**WORK REQUIRED**
Lift out, unaltered, the lines of the material below between the line holding "Target: metal roof" and the line holding "Target: stone tower", counting both.

*** Opening of RECORD EXCERPTS ***

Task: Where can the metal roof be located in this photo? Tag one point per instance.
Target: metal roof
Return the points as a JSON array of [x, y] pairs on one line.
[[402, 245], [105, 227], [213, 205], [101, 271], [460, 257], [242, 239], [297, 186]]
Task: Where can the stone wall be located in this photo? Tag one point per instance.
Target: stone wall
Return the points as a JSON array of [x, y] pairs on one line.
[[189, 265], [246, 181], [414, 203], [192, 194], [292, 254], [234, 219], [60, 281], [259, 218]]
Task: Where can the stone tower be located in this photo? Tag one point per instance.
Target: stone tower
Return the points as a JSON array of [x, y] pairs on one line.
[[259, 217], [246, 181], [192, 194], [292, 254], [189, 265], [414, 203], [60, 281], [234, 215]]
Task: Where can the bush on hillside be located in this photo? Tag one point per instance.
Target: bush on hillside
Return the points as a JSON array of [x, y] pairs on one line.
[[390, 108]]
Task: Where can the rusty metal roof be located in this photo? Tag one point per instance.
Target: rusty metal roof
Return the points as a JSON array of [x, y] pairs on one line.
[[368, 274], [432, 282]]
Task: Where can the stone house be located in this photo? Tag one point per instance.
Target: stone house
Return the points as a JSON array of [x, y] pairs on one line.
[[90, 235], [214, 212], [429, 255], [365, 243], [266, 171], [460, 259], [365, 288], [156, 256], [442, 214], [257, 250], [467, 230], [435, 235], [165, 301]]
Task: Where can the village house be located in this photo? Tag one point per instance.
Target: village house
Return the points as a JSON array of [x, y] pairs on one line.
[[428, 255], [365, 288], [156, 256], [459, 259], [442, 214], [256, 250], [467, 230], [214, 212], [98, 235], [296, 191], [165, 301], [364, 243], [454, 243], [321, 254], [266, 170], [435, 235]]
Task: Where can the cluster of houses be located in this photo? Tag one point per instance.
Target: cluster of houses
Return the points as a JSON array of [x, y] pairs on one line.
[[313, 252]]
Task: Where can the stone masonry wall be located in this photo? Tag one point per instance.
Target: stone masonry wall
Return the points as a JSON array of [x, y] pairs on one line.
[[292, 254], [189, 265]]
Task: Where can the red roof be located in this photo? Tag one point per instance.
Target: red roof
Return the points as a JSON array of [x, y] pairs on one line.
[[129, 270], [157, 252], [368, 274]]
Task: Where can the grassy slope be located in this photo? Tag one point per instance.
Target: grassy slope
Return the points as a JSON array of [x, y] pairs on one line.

*** Close of RECORD EXCERPTS ***

**ANSWER SPACE**
Target: metal roof
Return the points as a JSON array of [x, y] pairs on one line.
[[402, 245], [105, 227], [213, 205], [101, 271], [460, 257], [242, 239], [297, 186]]
Task: Where can the stone wall be located in this photo? Tag one point per instance.
Target: stone wall
Return the points as a JSON array of [x, y] pairs on one line.
[[189, 265], [246, 181], [414, 203], [192, 194], [292, 254], [234, 219], [60, 281], [259, 218]]
Task: Where can the stone tower be located in this photo? Tag one point per instance.
Target: stone tower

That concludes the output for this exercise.